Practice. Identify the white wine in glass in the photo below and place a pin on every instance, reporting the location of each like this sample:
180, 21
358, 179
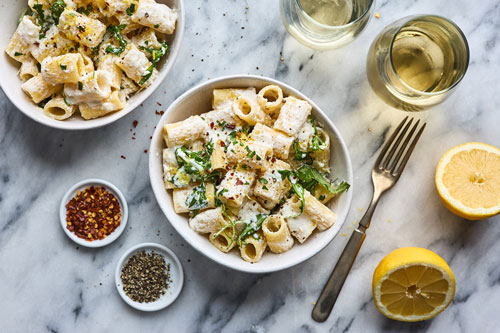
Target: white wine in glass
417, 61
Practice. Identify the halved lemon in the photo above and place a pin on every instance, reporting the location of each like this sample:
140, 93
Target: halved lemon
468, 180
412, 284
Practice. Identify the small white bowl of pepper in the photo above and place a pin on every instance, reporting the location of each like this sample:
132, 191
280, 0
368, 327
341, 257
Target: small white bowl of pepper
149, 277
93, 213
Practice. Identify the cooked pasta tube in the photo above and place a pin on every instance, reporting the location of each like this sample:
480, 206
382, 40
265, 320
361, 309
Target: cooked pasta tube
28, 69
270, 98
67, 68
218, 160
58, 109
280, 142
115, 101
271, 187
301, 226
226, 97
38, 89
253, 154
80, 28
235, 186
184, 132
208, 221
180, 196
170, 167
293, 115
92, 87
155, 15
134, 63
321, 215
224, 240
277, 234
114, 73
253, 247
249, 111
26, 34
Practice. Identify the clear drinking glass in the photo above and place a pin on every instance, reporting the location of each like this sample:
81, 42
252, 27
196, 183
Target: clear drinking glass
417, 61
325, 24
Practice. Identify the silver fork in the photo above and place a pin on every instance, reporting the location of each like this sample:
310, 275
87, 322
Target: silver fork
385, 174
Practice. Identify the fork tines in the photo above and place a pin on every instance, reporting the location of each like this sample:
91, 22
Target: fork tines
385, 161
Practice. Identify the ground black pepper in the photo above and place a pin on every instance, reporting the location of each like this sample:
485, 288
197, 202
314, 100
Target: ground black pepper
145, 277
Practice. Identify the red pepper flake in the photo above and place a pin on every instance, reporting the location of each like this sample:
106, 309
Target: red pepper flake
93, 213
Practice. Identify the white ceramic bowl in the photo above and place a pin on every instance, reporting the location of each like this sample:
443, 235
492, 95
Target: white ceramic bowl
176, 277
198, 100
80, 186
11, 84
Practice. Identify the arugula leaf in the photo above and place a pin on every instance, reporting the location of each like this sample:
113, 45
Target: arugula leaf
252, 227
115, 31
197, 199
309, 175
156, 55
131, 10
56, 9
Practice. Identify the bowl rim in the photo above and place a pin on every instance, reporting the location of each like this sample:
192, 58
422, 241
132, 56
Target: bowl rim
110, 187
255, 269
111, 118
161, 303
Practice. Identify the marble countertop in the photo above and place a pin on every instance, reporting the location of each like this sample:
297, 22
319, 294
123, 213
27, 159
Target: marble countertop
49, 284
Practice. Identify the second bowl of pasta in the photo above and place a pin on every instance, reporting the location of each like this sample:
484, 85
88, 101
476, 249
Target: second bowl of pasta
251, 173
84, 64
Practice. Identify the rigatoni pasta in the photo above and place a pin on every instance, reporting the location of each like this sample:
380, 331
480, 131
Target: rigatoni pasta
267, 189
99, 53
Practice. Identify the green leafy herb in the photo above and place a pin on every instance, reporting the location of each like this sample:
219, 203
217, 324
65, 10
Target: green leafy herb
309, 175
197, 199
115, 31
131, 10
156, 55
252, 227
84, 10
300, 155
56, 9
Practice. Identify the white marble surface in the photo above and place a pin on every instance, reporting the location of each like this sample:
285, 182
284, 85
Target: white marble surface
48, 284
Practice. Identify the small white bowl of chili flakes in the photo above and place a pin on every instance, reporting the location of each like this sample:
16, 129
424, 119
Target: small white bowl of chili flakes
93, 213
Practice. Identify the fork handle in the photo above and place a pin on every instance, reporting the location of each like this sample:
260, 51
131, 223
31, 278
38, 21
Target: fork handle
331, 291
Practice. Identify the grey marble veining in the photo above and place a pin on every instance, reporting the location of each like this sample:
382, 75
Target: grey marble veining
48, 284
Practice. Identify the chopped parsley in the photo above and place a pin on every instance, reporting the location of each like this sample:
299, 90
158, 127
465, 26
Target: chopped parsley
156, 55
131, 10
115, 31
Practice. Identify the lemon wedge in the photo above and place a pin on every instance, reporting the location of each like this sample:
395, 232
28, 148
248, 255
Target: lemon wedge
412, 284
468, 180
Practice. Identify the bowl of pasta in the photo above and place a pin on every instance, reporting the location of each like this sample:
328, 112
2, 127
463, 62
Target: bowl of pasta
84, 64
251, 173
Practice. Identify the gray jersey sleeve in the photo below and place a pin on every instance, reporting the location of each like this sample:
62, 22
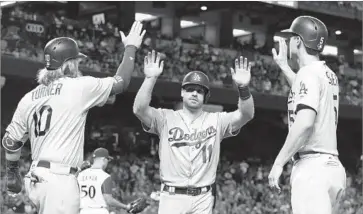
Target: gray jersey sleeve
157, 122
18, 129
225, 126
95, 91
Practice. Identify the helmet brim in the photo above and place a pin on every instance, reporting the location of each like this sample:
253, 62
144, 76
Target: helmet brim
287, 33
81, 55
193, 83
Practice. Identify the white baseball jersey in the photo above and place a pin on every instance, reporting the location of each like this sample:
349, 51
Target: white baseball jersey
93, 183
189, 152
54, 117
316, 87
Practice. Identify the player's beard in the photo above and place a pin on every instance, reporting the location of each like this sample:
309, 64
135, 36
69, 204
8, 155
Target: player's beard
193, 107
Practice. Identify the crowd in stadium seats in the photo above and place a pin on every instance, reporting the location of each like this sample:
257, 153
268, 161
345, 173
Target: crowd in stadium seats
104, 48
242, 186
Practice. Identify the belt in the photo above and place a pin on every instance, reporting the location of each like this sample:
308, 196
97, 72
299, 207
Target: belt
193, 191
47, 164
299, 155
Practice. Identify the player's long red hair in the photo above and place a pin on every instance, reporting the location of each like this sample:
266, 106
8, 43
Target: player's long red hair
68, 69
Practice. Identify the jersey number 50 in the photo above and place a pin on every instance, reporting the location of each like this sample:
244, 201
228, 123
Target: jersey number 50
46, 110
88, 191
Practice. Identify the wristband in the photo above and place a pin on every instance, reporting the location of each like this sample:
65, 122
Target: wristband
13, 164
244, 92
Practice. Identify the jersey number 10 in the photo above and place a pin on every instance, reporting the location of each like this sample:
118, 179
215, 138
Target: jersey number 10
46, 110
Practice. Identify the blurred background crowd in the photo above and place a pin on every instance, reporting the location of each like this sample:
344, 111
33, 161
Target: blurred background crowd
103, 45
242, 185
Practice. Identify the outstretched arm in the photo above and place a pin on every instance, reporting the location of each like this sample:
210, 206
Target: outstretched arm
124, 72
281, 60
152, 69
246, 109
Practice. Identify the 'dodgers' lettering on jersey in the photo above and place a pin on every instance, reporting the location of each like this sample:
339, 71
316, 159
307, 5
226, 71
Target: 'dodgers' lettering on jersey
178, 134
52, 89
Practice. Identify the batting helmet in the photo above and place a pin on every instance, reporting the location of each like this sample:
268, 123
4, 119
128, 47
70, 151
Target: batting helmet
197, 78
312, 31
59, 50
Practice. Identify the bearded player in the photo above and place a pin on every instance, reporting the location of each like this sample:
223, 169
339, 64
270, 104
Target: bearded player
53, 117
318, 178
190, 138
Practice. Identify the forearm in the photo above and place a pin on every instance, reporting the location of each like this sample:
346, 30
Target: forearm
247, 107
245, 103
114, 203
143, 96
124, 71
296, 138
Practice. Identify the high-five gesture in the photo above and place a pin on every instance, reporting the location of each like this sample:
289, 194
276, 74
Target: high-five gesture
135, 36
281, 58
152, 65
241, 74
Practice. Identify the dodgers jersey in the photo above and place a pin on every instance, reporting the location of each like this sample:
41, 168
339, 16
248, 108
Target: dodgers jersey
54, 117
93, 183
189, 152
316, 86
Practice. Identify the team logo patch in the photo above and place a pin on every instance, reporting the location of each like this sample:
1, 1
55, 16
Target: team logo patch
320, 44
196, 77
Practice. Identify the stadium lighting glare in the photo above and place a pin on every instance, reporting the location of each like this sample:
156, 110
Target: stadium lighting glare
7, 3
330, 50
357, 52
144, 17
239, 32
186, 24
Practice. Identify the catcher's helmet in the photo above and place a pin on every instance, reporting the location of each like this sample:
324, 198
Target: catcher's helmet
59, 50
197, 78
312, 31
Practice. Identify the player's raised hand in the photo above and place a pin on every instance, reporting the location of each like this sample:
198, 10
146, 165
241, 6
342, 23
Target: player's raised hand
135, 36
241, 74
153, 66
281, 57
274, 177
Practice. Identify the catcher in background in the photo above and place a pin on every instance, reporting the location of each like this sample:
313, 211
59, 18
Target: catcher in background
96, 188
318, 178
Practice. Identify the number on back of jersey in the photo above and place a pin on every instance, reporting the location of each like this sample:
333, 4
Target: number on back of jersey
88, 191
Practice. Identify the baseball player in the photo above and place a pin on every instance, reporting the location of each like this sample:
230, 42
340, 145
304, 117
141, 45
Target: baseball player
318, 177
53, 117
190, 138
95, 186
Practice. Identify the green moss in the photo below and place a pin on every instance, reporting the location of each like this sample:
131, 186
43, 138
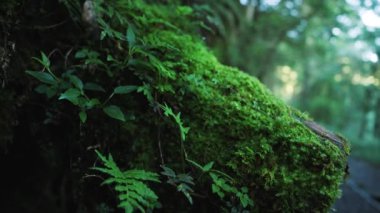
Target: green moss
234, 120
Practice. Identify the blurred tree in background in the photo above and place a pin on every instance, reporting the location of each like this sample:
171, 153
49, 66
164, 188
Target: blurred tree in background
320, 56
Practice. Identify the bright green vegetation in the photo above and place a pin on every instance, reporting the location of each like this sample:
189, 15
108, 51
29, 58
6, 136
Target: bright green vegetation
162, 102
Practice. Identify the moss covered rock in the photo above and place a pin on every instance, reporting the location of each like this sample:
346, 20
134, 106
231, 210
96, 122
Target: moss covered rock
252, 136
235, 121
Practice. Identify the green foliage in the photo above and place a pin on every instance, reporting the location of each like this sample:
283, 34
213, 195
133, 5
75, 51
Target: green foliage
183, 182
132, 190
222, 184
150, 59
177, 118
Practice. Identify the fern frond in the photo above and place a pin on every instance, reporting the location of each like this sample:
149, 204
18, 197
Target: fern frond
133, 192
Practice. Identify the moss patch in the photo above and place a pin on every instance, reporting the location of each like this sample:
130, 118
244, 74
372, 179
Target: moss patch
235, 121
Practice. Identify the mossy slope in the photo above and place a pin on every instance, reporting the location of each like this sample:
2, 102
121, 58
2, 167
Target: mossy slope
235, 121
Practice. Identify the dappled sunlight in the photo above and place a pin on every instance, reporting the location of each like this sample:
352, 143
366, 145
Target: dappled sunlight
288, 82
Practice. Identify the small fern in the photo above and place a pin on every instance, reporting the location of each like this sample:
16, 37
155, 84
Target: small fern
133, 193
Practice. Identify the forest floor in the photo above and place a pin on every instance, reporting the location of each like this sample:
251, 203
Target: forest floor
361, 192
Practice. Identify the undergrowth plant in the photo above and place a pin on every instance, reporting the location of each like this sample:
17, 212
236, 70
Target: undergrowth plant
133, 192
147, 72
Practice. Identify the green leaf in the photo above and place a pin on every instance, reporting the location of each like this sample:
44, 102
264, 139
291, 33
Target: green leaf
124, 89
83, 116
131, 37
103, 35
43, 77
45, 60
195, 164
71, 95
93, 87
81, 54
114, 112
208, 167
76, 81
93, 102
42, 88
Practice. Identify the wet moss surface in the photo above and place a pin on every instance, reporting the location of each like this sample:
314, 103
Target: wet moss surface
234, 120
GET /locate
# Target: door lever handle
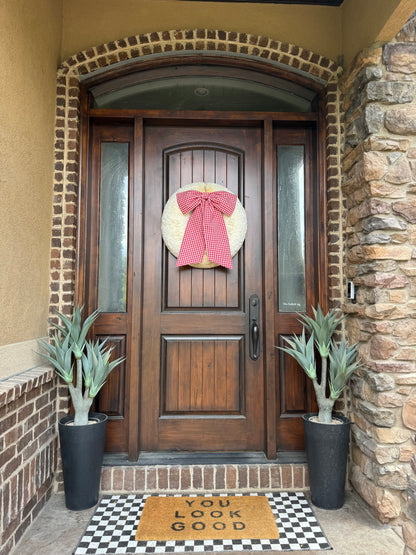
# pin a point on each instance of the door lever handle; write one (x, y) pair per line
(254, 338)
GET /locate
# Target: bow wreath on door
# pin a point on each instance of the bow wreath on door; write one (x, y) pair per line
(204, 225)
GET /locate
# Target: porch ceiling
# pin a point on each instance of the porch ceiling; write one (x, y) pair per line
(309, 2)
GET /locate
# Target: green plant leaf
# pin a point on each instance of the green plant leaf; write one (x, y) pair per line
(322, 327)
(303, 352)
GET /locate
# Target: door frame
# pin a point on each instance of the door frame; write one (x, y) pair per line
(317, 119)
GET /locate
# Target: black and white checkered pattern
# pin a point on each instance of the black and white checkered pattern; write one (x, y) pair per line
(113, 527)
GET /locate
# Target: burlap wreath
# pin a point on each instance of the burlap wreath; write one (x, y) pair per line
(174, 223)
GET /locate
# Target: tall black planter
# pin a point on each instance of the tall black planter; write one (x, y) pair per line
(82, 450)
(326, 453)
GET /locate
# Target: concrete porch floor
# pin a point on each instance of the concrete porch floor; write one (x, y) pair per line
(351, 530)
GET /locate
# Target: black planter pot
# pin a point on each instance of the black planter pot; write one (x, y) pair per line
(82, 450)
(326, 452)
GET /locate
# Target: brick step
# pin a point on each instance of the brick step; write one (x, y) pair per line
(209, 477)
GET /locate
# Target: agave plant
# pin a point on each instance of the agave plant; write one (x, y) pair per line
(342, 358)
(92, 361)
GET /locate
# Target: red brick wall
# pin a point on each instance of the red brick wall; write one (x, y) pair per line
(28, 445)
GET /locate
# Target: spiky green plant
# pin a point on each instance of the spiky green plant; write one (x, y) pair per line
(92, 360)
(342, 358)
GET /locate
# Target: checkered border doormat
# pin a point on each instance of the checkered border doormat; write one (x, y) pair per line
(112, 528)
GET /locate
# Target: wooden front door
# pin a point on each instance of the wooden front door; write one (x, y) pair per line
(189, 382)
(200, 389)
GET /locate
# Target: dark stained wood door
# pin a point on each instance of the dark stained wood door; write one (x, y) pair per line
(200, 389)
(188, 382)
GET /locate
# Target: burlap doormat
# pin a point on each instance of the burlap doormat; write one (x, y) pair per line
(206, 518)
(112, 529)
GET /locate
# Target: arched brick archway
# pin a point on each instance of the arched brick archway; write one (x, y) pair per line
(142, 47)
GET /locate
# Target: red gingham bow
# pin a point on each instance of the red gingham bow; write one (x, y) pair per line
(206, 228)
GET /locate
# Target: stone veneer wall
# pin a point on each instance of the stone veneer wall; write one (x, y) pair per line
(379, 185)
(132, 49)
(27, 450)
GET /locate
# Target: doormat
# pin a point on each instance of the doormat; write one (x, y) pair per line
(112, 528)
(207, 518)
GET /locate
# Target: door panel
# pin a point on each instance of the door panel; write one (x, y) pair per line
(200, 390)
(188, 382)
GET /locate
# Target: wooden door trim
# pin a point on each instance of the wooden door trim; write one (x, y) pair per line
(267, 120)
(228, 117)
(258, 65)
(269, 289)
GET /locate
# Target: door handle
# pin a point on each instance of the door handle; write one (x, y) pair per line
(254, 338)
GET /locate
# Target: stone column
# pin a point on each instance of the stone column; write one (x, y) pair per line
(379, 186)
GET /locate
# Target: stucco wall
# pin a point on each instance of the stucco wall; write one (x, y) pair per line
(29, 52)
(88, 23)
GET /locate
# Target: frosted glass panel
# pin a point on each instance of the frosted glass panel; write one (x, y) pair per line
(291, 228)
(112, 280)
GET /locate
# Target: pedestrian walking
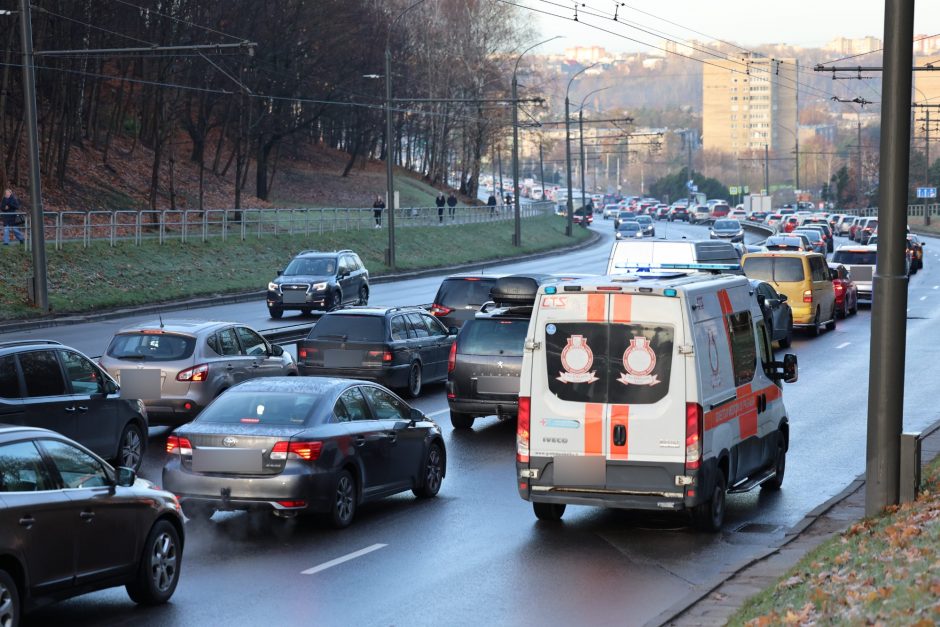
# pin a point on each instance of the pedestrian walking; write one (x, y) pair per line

* What you should do *
Pick out each line above that contains the string "checkered", matching case exactly, and copy those lines in full.

* Solution below *
# Target: black and white checkered pattern
# pin a point on each instance of the black and white checkered pattern; write one (x, y) pair per line
# Target: checkered border doormat
# pin a point on each instance of the checkered border doormat; write one (x, y) pair per line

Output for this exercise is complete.